- **What to produce**:
Show each of the rows below that contains the word "Target", copying every such row in full. Case counts.

- **Record list**:
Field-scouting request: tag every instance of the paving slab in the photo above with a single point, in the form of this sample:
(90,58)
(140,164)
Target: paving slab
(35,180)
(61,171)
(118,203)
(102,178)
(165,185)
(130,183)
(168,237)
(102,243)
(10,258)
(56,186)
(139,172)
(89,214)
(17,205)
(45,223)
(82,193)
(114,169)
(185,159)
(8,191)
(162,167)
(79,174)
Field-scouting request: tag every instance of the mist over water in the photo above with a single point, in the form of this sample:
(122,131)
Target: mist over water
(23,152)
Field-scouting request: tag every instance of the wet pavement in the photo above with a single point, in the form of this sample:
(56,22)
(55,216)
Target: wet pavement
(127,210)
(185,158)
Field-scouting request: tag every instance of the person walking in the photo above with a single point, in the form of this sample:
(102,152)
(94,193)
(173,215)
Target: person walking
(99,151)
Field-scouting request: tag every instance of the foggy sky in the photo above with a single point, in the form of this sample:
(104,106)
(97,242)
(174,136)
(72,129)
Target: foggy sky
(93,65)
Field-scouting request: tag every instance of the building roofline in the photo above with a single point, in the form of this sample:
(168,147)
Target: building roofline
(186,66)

==

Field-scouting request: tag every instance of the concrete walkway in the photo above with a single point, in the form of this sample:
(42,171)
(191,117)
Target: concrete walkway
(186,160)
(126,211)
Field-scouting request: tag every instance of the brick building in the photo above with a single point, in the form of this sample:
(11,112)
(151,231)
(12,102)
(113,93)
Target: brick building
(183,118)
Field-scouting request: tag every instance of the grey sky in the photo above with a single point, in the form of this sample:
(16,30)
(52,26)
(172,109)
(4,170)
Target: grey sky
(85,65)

- **Solution below**:
Target: paving slab
Target: mist over water
Target: wet pavement
Target: person walking
Target: foggy sky
Target: building roofline
Target: concrete walkway
Target: brick building
Target: grey sky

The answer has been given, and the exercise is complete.